• _SUPPLIED MATERIAL_
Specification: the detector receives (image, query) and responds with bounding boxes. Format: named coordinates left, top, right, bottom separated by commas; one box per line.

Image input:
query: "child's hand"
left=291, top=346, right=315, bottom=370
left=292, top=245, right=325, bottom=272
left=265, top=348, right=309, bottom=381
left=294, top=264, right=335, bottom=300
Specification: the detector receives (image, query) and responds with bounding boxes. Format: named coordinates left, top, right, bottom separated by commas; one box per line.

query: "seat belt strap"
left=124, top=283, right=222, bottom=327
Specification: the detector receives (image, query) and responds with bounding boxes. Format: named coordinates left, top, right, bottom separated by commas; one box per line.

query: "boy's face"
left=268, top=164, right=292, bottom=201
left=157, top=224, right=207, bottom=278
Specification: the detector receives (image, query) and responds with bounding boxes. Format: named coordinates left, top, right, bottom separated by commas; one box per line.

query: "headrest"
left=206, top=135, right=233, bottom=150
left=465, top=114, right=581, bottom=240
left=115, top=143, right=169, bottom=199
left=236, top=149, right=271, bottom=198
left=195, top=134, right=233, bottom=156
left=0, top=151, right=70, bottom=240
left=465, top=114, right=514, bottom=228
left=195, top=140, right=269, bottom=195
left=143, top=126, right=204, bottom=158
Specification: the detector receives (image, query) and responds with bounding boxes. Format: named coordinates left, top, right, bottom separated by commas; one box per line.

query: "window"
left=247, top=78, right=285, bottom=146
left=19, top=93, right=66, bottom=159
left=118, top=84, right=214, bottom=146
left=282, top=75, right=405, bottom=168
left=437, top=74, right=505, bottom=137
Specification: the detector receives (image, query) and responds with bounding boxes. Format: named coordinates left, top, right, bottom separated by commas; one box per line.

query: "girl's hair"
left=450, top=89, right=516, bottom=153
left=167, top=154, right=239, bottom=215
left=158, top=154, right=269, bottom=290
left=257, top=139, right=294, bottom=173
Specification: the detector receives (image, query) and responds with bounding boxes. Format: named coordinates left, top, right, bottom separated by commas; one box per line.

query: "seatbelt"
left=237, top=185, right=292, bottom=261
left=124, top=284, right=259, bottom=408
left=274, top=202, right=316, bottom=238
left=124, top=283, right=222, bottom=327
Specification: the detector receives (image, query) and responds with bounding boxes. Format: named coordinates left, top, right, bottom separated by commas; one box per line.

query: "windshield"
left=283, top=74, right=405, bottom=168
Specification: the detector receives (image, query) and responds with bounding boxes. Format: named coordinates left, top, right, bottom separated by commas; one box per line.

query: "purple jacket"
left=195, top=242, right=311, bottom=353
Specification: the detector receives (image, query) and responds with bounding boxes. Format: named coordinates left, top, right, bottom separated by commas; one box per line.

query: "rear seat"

• _TO DO_
Print the listing once more, exactly as it stands above.

• _EXPECTED ANSWER_
Specification: the detector receives (image, query) and responds with bounding boxes. Format: named coordinates left, top, right, bottom separated by commas; one box per line.

Image input:
query: "child's hand"
left=291, top=346, right=315, bottom=370
left=292, top=245, right=325, bottom=272
left=265, top=348, right=309, bottom=381
left=294, top=264, right=335, bottom=300
Specification: the detector receives (image, query) and responds with bounding boxes. Format: named coordinates left, top, right, bottom separated by commas; one box per line.

query: "seat belt strap"
left=124, top=283, right=222, bottom=327
Specification: the detector receives (image, query) and responds with bounding boxes. Format: named coordinates left, top, right, bottom separated by commas; one box per line.

query: "boy's face"
left=268, top=164, right=292, bottom=201
left=157, top=224, right=207, bottom=278
Specification: the detector receives (image, query) and responds with bounding boxes. Format: named coordinates left, top, right, bottom separated by commas; one box per line.

query: "headrest"
left=206, top=135, right=233, bottom=150
left=465, top=114, right=581, bottom=240
left=115, top=143, right=169, bottom=199
left=236, top=149, right=271, bottom=198
left=195, top=134, right=233, bottom=156
left=0, top=151, right=70, bottom=240
left=465, top=114, right=514, bottom=228
left=195, top=140, right=269, bottom=195
left=143, top=126, right=204, bottom=158
Specification: the detector receives (image, query) and responds with bounding boxes. Format: named coordinates left, top, right, bottom separated by commas; one box per line.

query: "window"
left=247, top=78, right=285, bottom=146
left=19, top=93, right=66, bottom=159
left=118, top=84, right=214, bottom=146
left=282, top=75, right=405, bottom=168
left=437, top=74, right=505, bottom=137
Specification: the detector receives (image, query) and responds with bounding boxes. Format: named coordinates left, top, right, bottom separated by commas; one box per line.

query: "girl's hair"
left=450, top=89, right=516, bottom=153
left=167, top=154, right=239, bottom=215
left=158, top=154, right=269, bottom=290
left=257, top=139, right=294, bottom=173
Specification: the detector receives (image, query) and responds with bounding boxes. Format: named coordinates left, top, right, bottom separated by commas; one box per line.

query: "seatbelt"
left=237, top=185, right=292, bottom=261
left=124, top=284, right=259, bottom=408
left=274, top=202, right=316, bottom=238
left=124, top=283, right=222, bottom=327
Specification: the detector receives (image, query) and responds with bounding boxes. Format: named coordinates left, top, right, bottom separated by commas; one box per line.

query: "windshield"
left=283, top=74, right=405, bottom=168
Specification: the detector receives (image, query) and responds with bounding boxes. Format: named coordinates left, top, right, bottom separated by commas; one box per line.

query: "purple jacket"
left=195, top=242, right=311, bottom=353
Specification: the detector receives (image, query) and responds with bounding boxes. Format: named coordinates left, top, right, bottom separated by commas; one box per line.

query: "rear seat"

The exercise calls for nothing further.